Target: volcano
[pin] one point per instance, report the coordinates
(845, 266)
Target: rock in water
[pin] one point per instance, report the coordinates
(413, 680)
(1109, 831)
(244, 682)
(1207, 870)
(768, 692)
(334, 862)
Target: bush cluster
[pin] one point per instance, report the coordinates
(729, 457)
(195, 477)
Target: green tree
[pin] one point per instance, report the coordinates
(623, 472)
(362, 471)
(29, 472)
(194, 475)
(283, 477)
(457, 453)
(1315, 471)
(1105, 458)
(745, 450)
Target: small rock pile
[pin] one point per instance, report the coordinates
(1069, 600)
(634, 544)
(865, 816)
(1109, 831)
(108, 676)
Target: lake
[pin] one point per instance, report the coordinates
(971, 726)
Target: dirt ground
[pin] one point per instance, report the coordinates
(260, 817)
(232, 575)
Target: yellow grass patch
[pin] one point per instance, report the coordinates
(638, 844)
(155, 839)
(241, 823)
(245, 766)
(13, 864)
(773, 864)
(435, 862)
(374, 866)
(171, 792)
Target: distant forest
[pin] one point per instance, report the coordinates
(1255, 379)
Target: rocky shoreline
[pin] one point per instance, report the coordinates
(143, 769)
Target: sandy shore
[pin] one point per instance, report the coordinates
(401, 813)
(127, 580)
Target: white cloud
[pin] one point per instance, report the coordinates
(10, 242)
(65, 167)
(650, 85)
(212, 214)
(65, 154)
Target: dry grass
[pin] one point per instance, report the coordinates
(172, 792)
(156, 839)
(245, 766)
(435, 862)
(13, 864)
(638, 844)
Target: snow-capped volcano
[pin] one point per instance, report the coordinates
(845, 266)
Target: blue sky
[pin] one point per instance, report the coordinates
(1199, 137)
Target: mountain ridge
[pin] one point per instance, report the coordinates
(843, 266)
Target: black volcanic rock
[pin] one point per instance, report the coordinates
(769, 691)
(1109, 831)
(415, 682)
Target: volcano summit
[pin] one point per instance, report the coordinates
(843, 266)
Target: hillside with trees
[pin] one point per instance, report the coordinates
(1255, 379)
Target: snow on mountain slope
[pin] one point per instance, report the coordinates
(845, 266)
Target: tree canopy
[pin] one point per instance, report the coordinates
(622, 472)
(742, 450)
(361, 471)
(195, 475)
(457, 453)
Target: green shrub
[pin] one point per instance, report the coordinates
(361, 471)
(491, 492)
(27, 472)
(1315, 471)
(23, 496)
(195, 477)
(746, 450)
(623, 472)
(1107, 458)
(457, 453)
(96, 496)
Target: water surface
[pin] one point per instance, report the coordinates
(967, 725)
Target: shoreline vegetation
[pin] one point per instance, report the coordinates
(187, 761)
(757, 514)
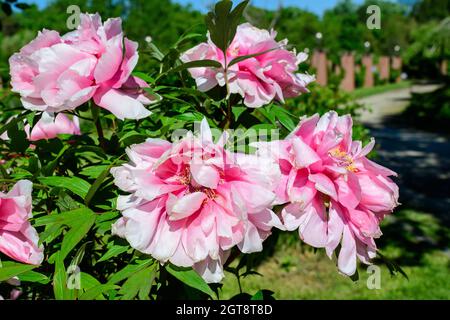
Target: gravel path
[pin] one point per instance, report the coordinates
(422, 159)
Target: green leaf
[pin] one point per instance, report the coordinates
(50, 167)
(64, 218)
(96, 291)
(139, 283)
(88, 281)
(77, 185)
(284, 118)
(6, 8)
(13, 122)
(197, 64)
(237, 111)
(222, 23)
(190, 278)
(76, 234)
(11, 269)
(93, 172)
(60, 289)
(18, 138)
(128, 271)
(114, 251)
(155, 52)
(263, 295)
(242, 58)
(98, 182)
(22, 5)
(143, 76)
(190, 116)
(32, 276)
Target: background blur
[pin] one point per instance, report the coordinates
(393, 80)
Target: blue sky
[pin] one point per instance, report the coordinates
(317, 6)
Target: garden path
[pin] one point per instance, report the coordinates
(421, 159)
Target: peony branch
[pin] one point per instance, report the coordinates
(95, 110)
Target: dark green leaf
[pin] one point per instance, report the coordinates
(197, 64)
(9, 270)
(190, 278)
(114, 251)
(74, 184)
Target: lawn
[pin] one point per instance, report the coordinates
(366, 92)
(416, 241)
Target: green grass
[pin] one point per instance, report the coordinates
(416, 241)
(366, 92)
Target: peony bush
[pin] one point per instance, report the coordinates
(119, 184)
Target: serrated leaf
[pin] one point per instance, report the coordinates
(243, 58)
(97, 183)
(197, 64)
(139, 283)
(32, 276)
(76, 234)
(128, 271)
(77, 185)
(64, 218)
(9, 269)
(93, 172)
(190, 278)
(114, 251)
(60, 289)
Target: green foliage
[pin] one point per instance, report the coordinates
(74, 198)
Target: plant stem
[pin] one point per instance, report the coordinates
(96, 118)
(36, 185)
(229, 113)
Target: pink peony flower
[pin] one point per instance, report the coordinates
(49, 127)
(54, 73)
(18, 239)
(334, 193)
(259, 80)
(191, 201)
(14, 293)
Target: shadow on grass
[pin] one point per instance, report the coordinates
(408, 235)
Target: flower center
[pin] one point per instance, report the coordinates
(343, 159)
(185, 178)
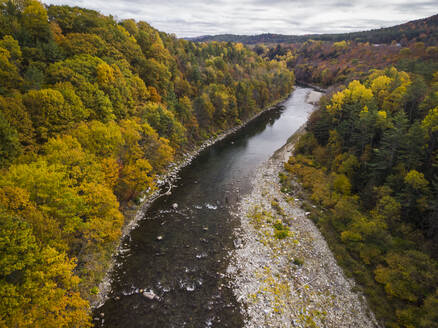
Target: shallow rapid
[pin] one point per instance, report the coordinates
(179, 250)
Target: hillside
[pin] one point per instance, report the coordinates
(91, 111)
(425, 30)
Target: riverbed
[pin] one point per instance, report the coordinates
(171, 268)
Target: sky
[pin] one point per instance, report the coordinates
(188, 18)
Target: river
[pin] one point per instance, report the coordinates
(180, 253)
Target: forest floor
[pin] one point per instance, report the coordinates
(292, 281)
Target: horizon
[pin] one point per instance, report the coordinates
(254, 17)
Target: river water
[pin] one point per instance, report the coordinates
(181, 253)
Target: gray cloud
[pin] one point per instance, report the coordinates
(200, 17)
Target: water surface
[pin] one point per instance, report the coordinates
(181, 253)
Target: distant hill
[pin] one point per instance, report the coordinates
(425, 30)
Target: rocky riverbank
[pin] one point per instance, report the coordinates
(165, 183)
(282, 271)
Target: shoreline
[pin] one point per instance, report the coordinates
(133, 215)
(290, 282)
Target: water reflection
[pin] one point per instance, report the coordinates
(179, 254)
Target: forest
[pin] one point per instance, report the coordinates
(368, 161)
(92, 111)
(425, 30)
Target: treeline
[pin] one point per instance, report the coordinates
(334, 63)
(91, 110)
(369, 161)
(421, 30)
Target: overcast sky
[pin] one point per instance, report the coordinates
(188, 18)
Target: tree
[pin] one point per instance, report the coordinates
(10, 146)
(37, 285)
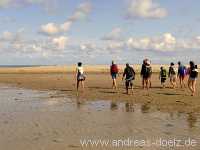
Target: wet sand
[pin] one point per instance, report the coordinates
(98, 87)
(43, 112)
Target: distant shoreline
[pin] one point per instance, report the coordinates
(68, 69)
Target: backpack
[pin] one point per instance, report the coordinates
(163, 73)
(130, 72)
(148, 71)
(114, 69)
(172, 71)
(182, 70)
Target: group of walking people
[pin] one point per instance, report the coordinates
(129, 73)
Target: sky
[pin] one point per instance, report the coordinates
(57, 32)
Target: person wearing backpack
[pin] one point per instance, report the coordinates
(181, 74)
(129, 74)
(193, 74)
(146, 73)
(172, 75)
(163, 76)
(114, 72)
(80, 76)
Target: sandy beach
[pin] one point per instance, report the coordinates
(41, 111)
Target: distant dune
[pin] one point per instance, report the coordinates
(69, 69)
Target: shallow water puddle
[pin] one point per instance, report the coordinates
(100, 118)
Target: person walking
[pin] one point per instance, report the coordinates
(114, 72)
(80, 76)
(193, 74)
(129, 75)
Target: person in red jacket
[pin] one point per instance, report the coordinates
(114, 72)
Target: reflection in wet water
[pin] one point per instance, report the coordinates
(113, 105)
(129, 107)
(21, 100)
(145, 108)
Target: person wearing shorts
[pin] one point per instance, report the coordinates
(80, 76)
(163, 76)
(172, 75)
(114, 72)
(129, 75)
(193, 74)
(181, 74)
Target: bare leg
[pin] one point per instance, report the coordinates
(127, 85)
(132, 88)
(83, 85)
(143, 83)
(193, 87)
(189, 85)
(77, 85)
(114, 86)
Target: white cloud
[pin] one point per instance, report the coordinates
(50, 29)
(115, 34)
(80, 13)
(166, 42)
(145, 9)
(60, 42)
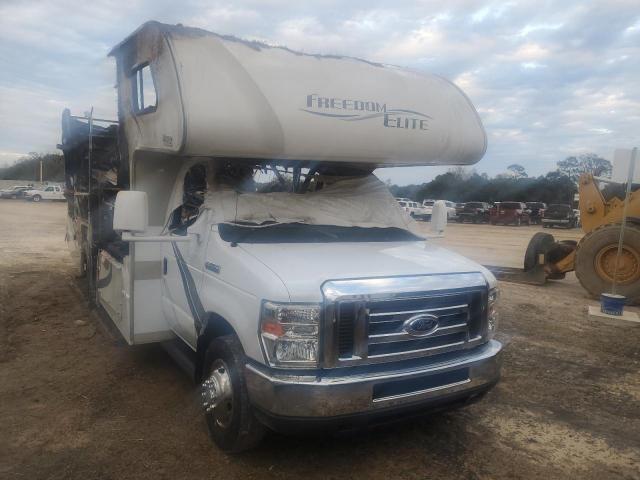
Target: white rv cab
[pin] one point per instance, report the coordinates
(250, 235)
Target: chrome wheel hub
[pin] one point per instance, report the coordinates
(217, 394)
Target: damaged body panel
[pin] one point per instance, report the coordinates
(231, 213)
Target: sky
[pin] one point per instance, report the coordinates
(549, 79)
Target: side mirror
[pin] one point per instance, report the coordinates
(131, 212)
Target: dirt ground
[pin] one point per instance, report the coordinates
(77, 403)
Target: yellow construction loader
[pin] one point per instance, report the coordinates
(594, 257)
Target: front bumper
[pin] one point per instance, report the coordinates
(326, 396)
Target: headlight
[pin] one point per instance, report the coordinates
(492, 312)
(289, 334)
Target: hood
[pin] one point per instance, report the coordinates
(304, 267)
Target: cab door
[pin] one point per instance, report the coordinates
(183, 262)
(182, 274)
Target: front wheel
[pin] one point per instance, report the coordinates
(229, 415)
(597, 262)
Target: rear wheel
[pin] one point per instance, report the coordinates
(540, 243)
(596, 261)
(230, 418)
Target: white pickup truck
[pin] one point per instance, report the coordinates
(51, 192)
(248, 234)
(414, 209)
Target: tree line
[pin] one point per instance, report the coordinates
(28, 168)
(462, 185)
(458, 184)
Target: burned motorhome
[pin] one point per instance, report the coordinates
(233, 215)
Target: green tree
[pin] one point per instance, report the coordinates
(28, 168)
(517, 171)
(574, 166)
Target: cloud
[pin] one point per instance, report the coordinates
(548, 79)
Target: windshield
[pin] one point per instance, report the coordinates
(304, 233)
(321, 200)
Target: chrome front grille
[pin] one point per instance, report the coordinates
(370, 327)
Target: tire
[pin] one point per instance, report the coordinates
(232, 425)
(541, 242)
(594, 257)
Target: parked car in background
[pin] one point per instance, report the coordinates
(536, 211)
(510, 213)
(414, 209)
(16, 191)
(451, 210)
(428, 208)
(475, 212)
(52, 192)
(561, 215)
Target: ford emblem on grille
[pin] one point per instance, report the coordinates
(421, 325)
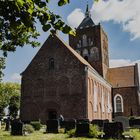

------------------------------------------------------------------------

__EXERCISE PROMPT__: Return each line from the items above that contains the string "rocky". Case counts.

__TASK RESPONSE__:
Target: rocky shoreline
Target: rocky riverbank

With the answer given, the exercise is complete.